*INPUT ROWS*
********************

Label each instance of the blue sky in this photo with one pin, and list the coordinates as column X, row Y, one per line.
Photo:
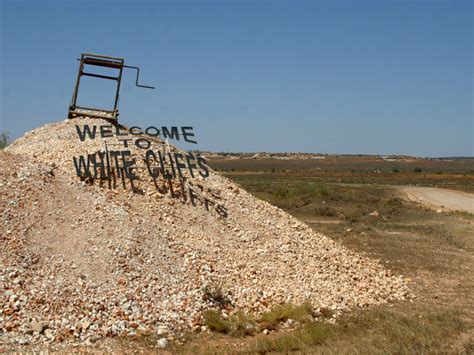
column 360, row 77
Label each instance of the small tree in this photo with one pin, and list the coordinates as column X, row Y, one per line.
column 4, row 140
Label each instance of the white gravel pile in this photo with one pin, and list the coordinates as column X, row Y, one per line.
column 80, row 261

********************

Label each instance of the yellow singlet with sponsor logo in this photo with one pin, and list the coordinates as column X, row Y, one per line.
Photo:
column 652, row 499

********************

*REQUIRED TASK*
Reproduce every line from the one containing "Label each instance of the small" down to the one containing "column 80, row 261", swapping "pin" for "marker" and leaving everything else unchanged.

*RESPONSE TO THIS EXERCISE*
Label each instance of the small tree in this photo with one marker, and list the coordinates as column X, row Y, one per line.
column 4, row 140
Label each instance of the white gravel pile in this photo with one marker, and list the coordinates as column X, row Y, one per line.
column 80, row 261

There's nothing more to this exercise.